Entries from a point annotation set
━━━━━━━━

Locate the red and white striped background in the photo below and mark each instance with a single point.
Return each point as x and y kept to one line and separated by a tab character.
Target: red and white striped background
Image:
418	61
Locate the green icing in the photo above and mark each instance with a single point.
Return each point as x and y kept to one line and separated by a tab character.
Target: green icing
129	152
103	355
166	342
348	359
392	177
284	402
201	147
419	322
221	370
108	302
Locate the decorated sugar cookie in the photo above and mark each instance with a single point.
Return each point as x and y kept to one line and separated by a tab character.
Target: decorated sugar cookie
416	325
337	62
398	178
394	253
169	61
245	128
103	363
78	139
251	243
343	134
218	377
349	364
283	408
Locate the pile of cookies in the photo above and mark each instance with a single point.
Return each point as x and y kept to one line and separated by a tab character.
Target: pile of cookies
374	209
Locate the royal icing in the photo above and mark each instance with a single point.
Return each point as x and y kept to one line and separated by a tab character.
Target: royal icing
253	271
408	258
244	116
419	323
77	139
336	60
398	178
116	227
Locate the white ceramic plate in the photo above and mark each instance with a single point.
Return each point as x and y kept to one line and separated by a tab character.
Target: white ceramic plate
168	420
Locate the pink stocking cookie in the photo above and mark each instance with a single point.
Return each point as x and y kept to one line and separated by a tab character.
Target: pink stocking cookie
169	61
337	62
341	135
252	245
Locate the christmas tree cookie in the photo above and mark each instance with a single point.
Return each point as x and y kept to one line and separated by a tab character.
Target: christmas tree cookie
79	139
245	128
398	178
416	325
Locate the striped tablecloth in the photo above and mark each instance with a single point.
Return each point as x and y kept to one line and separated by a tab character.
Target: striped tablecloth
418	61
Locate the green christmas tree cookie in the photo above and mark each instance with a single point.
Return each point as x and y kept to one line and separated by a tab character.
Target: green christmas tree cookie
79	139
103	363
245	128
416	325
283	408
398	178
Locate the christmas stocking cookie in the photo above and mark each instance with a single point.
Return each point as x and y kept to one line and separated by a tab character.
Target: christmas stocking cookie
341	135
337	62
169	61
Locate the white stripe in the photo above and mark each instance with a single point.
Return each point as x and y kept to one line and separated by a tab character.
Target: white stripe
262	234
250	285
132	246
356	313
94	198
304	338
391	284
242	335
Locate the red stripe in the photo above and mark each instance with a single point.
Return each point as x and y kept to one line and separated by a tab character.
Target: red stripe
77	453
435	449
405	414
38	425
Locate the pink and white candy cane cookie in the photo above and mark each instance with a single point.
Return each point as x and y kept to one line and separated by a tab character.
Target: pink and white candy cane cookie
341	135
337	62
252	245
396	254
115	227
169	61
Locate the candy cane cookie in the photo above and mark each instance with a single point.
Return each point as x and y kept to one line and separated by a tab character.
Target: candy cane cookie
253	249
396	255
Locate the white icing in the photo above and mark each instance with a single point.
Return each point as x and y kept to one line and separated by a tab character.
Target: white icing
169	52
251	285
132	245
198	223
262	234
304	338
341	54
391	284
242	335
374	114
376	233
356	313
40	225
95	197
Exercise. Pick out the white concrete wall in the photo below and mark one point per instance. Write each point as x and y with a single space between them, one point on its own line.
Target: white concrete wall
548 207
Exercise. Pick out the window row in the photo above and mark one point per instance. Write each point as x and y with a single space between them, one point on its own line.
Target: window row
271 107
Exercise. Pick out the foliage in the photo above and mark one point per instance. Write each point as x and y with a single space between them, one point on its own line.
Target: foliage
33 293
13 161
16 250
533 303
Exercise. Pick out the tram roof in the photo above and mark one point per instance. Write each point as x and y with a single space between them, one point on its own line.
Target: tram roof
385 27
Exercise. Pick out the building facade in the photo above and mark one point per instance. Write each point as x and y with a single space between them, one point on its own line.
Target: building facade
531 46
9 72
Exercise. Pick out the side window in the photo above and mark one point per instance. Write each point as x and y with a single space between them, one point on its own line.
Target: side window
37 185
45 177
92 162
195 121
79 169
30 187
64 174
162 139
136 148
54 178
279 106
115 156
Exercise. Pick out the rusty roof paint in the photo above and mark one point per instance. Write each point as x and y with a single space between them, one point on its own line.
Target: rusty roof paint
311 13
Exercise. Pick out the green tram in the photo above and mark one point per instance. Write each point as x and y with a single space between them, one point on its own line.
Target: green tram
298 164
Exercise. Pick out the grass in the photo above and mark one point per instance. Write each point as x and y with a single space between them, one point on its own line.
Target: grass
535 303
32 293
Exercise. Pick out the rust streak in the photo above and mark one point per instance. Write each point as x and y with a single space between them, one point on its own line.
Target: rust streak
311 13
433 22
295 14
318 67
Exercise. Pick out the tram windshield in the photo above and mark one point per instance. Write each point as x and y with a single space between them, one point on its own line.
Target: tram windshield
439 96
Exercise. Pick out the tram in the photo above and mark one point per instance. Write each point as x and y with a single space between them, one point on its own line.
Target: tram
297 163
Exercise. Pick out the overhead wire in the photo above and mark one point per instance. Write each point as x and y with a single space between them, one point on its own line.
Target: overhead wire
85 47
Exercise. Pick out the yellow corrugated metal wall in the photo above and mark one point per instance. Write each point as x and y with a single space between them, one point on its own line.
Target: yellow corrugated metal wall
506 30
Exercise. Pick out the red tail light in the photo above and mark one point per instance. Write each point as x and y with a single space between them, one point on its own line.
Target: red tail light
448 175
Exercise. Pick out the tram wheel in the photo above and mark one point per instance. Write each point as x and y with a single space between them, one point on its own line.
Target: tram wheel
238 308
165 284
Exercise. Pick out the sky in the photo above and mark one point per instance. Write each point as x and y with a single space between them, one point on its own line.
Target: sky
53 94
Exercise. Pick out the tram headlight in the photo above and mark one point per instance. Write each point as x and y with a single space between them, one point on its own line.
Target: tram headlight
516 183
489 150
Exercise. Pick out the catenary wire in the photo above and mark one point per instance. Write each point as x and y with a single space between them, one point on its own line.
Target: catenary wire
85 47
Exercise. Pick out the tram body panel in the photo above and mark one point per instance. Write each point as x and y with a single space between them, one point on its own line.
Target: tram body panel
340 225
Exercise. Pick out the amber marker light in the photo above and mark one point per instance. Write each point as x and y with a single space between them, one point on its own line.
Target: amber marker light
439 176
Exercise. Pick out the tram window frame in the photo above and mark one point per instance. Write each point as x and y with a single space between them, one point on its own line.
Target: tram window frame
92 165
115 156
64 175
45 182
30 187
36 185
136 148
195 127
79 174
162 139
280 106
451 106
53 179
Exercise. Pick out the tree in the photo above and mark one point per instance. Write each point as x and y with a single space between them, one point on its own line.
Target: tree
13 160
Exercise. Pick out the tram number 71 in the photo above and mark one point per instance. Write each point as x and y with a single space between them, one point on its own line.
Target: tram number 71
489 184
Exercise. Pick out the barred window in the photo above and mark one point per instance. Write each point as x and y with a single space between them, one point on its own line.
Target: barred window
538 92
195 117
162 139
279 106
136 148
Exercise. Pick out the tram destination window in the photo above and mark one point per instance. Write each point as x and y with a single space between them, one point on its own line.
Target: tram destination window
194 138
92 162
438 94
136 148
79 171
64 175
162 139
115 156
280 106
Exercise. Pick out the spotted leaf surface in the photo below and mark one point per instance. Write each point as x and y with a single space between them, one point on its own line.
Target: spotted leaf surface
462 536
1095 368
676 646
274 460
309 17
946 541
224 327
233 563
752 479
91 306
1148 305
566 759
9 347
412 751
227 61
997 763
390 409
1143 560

━━━━━━━━

### WHAT THE TASK ASKS:
Go through the listing and print each line exactly as it appears.

### REPLY TO THE TASK:
Locate the red and white striped background in the photo below and mark each instance with a single point.
Return each point as x and y kept to one line and separated by a tab character.
Target: red and white striped background
Image:
418	61
Locate the green icing in the photo above and mark each instance with a single point.
Return each point as x and y kept to one line and separated by a tab character.
Target: green icing
129	152
103	355
166	342
348	359
392	177
284	402
201	147
419	322
221	370
108	302
Locate the decorated sugar cookie in the photo above and mark each instance with a single point.
Return each point as x and y kept to one line and separated by a tab character.
Target: decorated sugar cookie
416	325
337	62
398	178
394	253
169	61
245	128
103	363
78	139
251	243
343	134
218	377
349	364
283	408
Locate the pile of cookies in the photo above and mark each instance with a single point.
Return each point as x and y kept to one line and separated by a tab character.
Target: pile of cookies
374	209
Locate the royal icing in the photo above and mark each instance with a single point.
Return each point as x and y kept to one line and separated by a tab character.
Target: royal icing
253	271
408	258
244	116
419	323
77	139
336	60
398	178
116	227
Locate the white ceramic plate in the photo above and mark each instance with a single point.
Return each point as x and y kept to one line and separated by a tab character.
Target: white ceramic plate
168	420
Locate the pink stocking cookie in the photo above and mark each instance with a single point.
Return each point as x and y kept to one line and separated by a tab character.
Target: pink stocking cookie
169	61
337	62
341	135
252	245
Locate the christmas tree cookie in the photo above and mark each instance with a single point.
Return each point as x and y kept to one line and separated by a tab character.
Target: christmas tree cookie
79	139
245	128
398	178
416	325
Locate the striped tablecloth in the photo above and mark each instance with a single point.
Return each point as x and y kept to one line and separated by a tab character.
Target: striped tablecloth
418	61
Locate the green christmas tree cookie in the photo above and mark each instance with a single point.
Return each point as x and y kept to one line and separated by a tab character.
Target: green christmas tree cookie
79	139
103	363
245	128
416	325
283	408
398	178
Locate the christmas stocking cookie in the photo above and mark each instance with a single point.
Return each point as x and y kept to one line and separated by a tab character.
Target: christmas stocking cookie
341	135
337	62
169	61
Locate the white stripe in the photo above and mark each instance with a single point.
Return each point as x and y kept to one line and separated by a tab character.
Target: white stripe
262	234
250	285
132	246
356	313
94	198
304	338
391	284
242	335
Locate the red stripe in the photo above and mark each instance with a single point.
Return each point as x and y kept to one line and separated by a tab character.
Target: red stripe
77	453
435	449
405	414
38	425
Locate the pink and white candy cane cookie in the photo above and mark each instance with a single point.
Return each point as x and y kept to one line and separated by a tab character.
Target: pink and white candy cane cookie
341	135
337	62
252	245
396	254
115	227
169	61
Locate the candy cane cookie in the photo above and mark each instance with a single point.
Return each point as x and y kept to one line and separated by a tab character.
Target: candy cane cookie
253	249
396	255
Locate the white icing in the photo above and mark each instance with a single point.
Return each point as x and y kept to one line and separated by a tab character.
Target: white icing
169	52
251	285
132	245
198	223
262	234
304	338
341	54
391	284
242	335
374	114
376	233
356	313
40	225
95	197
Exercise. Pick out the white concrete wall in the photo below and mark one point per instance. Write each point as x and y with a single space between them, one point on its own line.
Target: white concrete wall
548 207
Exercise. Pick out the window row in the photo above and mark one point per instance. Write each point as x and y with a single space between them, one point on its own line.
Target: window row
271 107
Exercise. Pick out the foliage in the photo above and mark one point per instance. Write each point as x and y with a single space between them, one point on its own line.
Target: foliage
33 293
13 161
16 250
533 303
Exercise. Pick out the tram roof in the photo above and mark one point per instance. Write each point as x and y with a single space between them, one point on its own line.
Target: tram roof
385 27
Exercise. Pick out the building facade in the photo above and mark one point per instance. Write each point as x and y with a single space between them, one point on its own line.
Target: building facade
531 46
9 72
Exercise. Pick out the side window in the photo above and mark one point per instance. Write each point as x and y with a single space between them, one point on its own line.
Target: side window
37 185
45 177
92 162
195 121
79 169
30 187
64 174
162 139
136 148
54 178
279 106
115 156
Exercise. Pick out the rusty roof paint in the photo above and mark one point per instance. Write each point as x and y with a single space between them, one point on its own line.
Target: rusty roof paint
311 13
Exercise. Pick out the green tram in the photo above and mark one point per instance. Write each point as x and y with a single space between them, one point on its own line.
Target: green tram
298 164
Exercise. Pick out the grass in the photo above and mark one point per instance. Write each point as x and y with a single space between them, one point on its own line.
Target: grass
535 303
32 293
Exercise. Pick out the rust streak in the photo above and mark one point per instance. Write each point as x and y with a single space between them, one point on its own line.
Target: rust streak
311 13
433 22
295 14
318 67
Exercise. Pick out the tram windshield in the photo above and mark one point per instance. Write each point as x and y with a single space between them, one point on its own line.
Target: tram windshield
439 96
Exercise. Pick out the tram in the photo above and mark one point per instance. Write each point as x and y with a single space between them, one point on its own line.
Target: tram
297 163
Exercise. Pick out the overhead wire in the photo above and mark one point per instance. Write each point as x and y with a single space between them, one point on its own line.
Target: overhead wire
85 47
Exercise. Pick out the yellow corrugated metal wall in the photo above and mark one point per instance. Write each point as x and y with a single space between them, one point on its own line.
Target: yellow corrugated metal wall
506 30
Exercise. Pick out the red tail light in the photo above and mark one point per instance. Write each point as x and y with a single space between them, one point on its own line.
Target: red tail light
448 175
Exercise. Pick out the tram wheel in the photo above and mark one point per instance. Write each point as x and y with a single space between them, one point on its own line.
Target: tram wheel
238 308
165 284
Exercise. Pick out the sky in the photo above and mark one point per instance. Write each point as x and y with a single space between them, one point on its own line.
Target: sky
53 94
Exercise. Pick out the tram headlight in the photo above and mark one point per instance. Write each point as x and y with a single space between them, one point on its own line.
Target: tram headlight
516 183
489 150
Exercise. Pick out the catenary wire in the photo above and mark one point per instance. Write each point as x and y with a single space between them, one point on its own line.
Target: catenary wire
85 47
Exercise. Pick out the tram body panel in the photo above and mark one point per instance. Write each point as x and y with a single space between them, one point on its own line.
Target: tram body panel
340 225
Exercise. Pick out the amber marker light in the photo above and mark one point per instance. Write each point as x and y with a single space between them, one point on its own line.
Target: amber marker light
439 176
Exercise. Pick out the tram window frame in the photo above and mark one point per instance. Write each point as x and y with a single space between them, one point on its own line.
Target: tram window frame
92 165
115 156
64 175
45 182
30 187
36 185
136 148
195 127
79 174
162 139
280 106
451 106
53 179
Exercise. Pick out the tree in the photo above and mark one point per instance. Write each point as x and y with a single space between them, one point on its own line.
Target: tree
13 160
Exercise. Pick out the tram number 71 in the photo above and mark one point per instance. Write each point as x and y with a single space between them, one point on its own line.
Target: tram number 71
489 184
Exercise. Pick out the barred window in the photo above and mark one point per instance. Write each point as x and y with a single space between them, one point on its own line.
Target: barred window
538 92
195 117
162 139
279 106
136 148
Exercise. Pick out the tram destination window in the photo above and mark one point per instance. Write each point as x and y with a single space between them, one point on its own line.
Target: tram destination window
194 138
92 162
438 94
136 148
79 171
64 175
162 139
115 156
280 106
Exercise. Pick out the spotted leaf surface in the photo below and mark one point per instance. Write each point as x and y with a single space between them, one point on its own line.
Target: spotted leaf surface
462 536
1095 368
676 646
274 460
309 17
946 541
224 327
233 563
752 479
91 306
1148 305
566 759
9 347
412 751
227 61
997 763
390 409
1143 560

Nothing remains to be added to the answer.